§ Your assignment: The line containing "sleeve in the photo above." marks where copying starts, so set down that line and each one after it exactly, through the end of the records.

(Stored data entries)
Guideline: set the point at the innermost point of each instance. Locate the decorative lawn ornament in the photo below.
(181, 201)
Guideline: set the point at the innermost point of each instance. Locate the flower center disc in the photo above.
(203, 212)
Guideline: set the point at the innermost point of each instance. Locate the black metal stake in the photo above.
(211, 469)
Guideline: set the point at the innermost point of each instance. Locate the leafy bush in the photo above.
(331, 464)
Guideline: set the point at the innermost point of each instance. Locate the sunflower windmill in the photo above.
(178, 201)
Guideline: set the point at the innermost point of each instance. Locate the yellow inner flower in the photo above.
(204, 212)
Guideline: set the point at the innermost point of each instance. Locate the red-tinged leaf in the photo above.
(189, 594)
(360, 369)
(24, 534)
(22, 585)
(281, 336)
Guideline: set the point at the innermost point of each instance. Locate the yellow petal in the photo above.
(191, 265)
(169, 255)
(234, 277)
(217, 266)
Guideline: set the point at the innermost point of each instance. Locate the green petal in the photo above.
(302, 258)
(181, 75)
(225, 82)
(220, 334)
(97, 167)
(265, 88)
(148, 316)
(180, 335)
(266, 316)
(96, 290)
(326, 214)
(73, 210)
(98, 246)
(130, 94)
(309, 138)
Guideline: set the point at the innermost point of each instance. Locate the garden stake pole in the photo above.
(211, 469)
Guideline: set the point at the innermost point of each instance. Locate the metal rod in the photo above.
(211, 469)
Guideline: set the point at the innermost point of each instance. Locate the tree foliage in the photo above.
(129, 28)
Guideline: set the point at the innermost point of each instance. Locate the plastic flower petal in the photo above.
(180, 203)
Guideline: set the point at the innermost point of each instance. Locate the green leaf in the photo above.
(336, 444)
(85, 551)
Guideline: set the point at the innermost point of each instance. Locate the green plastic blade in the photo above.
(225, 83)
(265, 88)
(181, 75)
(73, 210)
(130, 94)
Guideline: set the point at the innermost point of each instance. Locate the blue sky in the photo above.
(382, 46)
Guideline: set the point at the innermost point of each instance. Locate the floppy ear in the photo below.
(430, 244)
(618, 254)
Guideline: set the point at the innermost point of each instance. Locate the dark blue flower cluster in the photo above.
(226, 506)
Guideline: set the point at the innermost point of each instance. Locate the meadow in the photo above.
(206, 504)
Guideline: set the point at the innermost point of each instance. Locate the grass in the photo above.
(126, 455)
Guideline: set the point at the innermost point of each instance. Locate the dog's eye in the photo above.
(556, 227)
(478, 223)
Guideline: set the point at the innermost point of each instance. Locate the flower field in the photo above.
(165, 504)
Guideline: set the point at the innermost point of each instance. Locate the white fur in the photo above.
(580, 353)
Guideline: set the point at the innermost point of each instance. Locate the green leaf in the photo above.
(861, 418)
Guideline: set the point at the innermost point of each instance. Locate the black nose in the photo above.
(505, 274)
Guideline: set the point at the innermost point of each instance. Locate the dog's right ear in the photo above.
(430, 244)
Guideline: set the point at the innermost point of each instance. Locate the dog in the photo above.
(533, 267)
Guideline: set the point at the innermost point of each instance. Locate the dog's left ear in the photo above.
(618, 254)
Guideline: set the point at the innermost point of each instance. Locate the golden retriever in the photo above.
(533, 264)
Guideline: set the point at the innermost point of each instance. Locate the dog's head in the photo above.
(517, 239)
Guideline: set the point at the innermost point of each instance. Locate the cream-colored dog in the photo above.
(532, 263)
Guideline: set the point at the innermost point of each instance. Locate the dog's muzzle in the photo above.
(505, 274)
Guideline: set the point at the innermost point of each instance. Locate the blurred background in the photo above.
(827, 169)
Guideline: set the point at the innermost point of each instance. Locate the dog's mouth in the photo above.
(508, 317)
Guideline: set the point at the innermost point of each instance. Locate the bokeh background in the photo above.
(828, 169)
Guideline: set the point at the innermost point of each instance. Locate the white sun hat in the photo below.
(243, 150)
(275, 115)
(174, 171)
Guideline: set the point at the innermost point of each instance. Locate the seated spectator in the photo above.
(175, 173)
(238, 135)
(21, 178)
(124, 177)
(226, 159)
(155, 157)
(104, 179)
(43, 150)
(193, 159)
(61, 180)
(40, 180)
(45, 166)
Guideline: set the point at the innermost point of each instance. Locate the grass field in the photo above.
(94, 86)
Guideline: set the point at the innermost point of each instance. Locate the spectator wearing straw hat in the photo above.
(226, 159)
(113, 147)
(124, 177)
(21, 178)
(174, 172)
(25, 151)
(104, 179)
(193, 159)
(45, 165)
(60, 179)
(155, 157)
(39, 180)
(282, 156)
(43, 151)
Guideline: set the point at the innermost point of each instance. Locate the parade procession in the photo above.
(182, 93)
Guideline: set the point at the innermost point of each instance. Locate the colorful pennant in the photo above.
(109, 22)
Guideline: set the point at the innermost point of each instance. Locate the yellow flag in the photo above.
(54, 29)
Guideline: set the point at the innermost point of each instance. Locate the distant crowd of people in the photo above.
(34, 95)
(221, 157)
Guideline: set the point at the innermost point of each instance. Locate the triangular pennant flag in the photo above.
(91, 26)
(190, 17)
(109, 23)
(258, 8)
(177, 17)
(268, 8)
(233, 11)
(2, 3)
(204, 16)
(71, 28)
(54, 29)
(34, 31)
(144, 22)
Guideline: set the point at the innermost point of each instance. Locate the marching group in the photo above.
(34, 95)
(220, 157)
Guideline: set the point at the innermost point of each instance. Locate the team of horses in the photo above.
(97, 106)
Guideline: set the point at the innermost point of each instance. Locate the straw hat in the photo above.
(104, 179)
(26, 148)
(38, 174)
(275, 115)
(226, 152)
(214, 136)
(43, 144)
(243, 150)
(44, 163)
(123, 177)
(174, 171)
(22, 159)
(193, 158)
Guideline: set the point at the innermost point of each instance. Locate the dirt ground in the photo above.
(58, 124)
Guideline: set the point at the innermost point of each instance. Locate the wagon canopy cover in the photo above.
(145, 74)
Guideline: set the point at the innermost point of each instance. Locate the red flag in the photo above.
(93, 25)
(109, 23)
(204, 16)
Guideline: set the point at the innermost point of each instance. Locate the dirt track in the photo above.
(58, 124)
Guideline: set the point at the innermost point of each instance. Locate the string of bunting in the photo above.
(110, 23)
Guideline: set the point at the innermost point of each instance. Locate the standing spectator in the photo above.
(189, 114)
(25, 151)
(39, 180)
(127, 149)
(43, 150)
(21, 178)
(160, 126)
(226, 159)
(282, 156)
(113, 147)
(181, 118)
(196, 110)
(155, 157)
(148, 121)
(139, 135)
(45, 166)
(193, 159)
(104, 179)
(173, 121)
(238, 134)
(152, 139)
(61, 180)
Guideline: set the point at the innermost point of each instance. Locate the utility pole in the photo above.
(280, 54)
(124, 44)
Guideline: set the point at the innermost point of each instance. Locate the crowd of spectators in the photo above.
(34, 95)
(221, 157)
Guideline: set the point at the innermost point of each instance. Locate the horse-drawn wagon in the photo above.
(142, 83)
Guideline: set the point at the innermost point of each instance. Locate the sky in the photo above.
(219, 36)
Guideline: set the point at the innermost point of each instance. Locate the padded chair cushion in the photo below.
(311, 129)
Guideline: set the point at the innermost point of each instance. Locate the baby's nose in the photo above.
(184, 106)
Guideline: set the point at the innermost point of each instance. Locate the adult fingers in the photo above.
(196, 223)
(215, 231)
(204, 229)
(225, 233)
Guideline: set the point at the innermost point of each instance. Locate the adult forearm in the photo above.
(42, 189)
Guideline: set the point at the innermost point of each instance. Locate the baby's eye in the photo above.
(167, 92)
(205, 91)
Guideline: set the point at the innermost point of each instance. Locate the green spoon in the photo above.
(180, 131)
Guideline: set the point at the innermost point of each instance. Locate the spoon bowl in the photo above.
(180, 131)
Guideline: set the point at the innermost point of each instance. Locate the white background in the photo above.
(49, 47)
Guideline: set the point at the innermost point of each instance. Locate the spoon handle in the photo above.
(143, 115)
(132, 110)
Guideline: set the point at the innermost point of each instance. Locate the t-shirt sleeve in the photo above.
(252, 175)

§ Result of the exercise:
Guideline: set the point at the innermost point of each instance. Locate the t-shirt sleeve in the photo above.
(252, 175)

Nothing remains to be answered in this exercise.